• [SHORT EXERCISE]:
Copy the entries below with every "umbrella" changed to "parasol", keeping everything else the same.

[start of EXERCISE MATERIALS]

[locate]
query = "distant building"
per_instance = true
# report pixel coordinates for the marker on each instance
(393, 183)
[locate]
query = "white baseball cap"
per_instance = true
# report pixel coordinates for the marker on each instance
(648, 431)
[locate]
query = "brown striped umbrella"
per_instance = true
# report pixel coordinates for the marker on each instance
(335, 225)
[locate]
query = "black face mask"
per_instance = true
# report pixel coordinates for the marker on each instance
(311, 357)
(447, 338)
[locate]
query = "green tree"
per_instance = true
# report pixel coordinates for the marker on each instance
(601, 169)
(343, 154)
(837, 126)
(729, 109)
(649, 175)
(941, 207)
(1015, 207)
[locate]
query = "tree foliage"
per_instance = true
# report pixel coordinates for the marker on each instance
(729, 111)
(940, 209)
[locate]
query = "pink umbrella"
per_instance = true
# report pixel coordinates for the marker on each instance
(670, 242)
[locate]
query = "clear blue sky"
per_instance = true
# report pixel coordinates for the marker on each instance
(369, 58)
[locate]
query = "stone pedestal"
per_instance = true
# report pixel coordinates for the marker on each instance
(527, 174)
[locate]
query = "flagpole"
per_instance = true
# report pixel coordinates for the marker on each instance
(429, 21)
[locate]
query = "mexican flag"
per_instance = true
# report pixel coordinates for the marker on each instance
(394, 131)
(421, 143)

[end of EXERCISE MATERIALS]

• [RIGHT ANSWER]:
[locate]
query = "distant building"
per_instance = true
# report pixel coordinates for the marker on each instance
(393, 183)
[locate]
query = "white baseball cap"
per_instance = true
# report pixel coordinates for the marker on each instance
(648, 431)
[locate]
query = "brown striped parasol"
per_instance = true
# report pixel coordinates for the marker on each instance
(335, 225)
[locate]
query = "black face mask"
per_instance = true
# report pixel coordinates for the marker on each instance
(311, 357)
(447, 338)
[locate]
query = "green tree"
per_instance = true
# report pixel coordinates for the marker on each instance
(601, 169)
(343, 154)
(837, 126)
(729, 109)
(649, 175)
(941, 207)
(1015, 207)
[locate]
query = "tree foliage"
per_instance = true
# report pixel coordinates for the marker on each instance
(729, 111)
(940, 209)
[locate]
query = "pink parasol"
per_instance = true
# report pixel coordinates for the marker on each instance
(670, 242)
[locate]
query = "clear blue sky"
per_instance = true
# report pixel coordinates for the marker on each instance
(369, 58)
[locate]
query = "stone pedestal"
per_instance = true
# report pixel coordinates for the marker on each instance
(527, 174)
[locate]
query = "flagpole"
per_instance = true
# report pixel coordinates for the marker on each instance
(429, 21)
[locate]
query = "mexican flag"
per_instance = true
# report pixel coordinates for the marker on each instance
(394, 131)
(421, 143)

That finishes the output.